### RECORDED DATA
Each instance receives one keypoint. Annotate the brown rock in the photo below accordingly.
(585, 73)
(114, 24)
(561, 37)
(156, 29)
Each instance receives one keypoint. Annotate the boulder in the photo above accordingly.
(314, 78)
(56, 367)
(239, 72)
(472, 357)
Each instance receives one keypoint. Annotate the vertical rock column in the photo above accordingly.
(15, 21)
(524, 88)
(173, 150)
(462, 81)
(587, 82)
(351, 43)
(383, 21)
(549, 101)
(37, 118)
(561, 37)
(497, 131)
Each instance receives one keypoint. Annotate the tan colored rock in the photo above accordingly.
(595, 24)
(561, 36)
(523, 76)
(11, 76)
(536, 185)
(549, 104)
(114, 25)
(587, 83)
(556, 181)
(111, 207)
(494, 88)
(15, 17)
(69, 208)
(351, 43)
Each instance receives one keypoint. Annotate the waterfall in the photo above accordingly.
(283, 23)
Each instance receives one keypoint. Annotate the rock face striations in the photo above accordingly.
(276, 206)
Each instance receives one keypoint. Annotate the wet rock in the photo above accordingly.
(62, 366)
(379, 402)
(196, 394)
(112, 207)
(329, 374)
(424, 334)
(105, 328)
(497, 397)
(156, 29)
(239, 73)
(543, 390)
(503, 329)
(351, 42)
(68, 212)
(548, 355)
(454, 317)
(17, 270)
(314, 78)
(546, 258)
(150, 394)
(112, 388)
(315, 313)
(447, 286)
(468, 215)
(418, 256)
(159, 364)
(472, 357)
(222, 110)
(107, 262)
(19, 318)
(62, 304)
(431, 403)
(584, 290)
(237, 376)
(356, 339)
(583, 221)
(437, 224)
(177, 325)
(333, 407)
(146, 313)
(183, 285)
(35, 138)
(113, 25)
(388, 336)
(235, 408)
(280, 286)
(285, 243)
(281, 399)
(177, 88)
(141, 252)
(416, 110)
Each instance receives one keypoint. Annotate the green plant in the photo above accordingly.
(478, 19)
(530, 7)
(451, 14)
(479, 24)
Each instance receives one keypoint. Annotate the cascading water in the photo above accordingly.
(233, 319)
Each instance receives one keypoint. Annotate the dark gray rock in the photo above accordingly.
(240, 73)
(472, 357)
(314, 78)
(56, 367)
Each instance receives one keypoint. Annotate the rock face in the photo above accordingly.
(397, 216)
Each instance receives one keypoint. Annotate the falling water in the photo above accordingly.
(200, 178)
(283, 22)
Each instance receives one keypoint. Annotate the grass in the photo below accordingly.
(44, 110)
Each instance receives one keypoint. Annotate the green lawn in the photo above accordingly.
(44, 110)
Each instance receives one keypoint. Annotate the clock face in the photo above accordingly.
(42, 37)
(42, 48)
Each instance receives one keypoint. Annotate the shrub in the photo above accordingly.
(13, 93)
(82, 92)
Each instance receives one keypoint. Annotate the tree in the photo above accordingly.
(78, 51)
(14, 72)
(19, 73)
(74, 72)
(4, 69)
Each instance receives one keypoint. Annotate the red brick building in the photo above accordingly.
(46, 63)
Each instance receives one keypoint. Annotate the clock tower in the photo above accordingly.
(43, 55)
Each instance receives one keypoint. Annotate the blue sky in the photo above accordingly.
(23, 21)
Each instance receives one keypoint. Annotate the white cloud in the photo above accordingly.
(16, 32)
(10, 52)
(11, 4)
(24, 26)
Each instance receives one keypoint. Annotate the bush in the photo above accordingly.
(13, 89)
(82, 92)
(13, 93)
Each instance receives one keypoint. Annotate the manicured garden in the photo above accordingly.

### WORK REQUIRED
Reproduce the material starting at the line that contains "Each instance receives one keypoint. Annotate the clock tower" and ending at the end of the material, switching every "keypoint" to "marker" and leaving everything else unchanged.

### PROBLEM SOLUTION
Each instance receives one marker. Annotate the clock tower in the photo above accordingly.
(43, 55)
Each instance receives one marker. Annotate the blue sky in the photo above accordingly.
(23, 21)
Each instance receives one marker. Annotate the white cloud in the photo above accordingly.
(16, 32)
(10, 52)
(11, 4)
(24, 26)
Each instance receives one marker. Annotate the bush in the photo above accordingly.
(13, 89)
(82, 92)
(13, 93)
Each instance receives one marker. Annotate the manicured garden in the photo above accordingly.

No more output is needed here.